Segment Start: DATA TO PROCESS

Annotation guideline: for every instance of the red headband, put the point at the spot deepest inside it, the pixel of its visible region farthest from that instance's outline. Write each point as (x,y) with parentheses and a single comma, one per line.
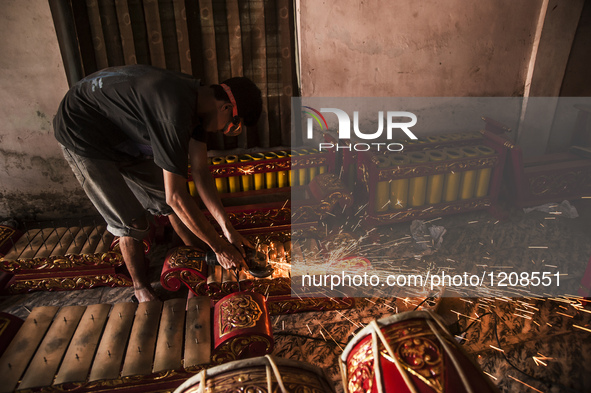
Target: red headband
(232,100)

Segment End: DATA TO PROCESS
Segment Start: DATA TO PROCESS

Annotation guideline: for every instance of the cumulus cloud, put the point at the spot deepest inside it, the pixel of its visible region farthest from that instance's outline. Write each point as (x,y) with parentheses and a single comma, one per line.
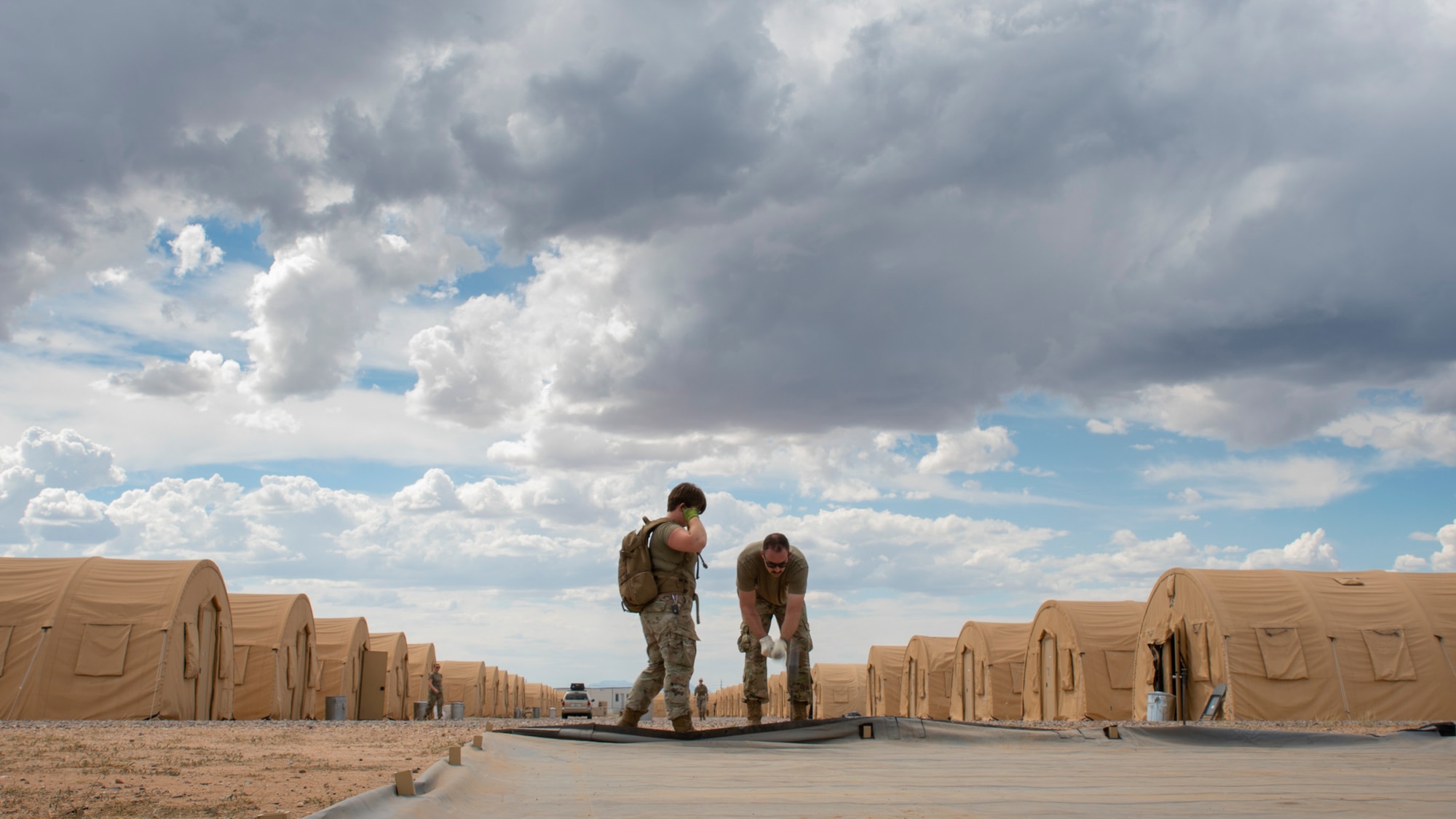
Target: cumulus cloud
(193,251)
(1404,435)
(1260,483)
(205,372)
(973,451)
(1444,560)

Segment End: DATA TO PROCESS

WORK ORDER: In the listing above, count the lines that contain "every". Give the number and nothing else.

ANSWER TO THE EXERCISE: 2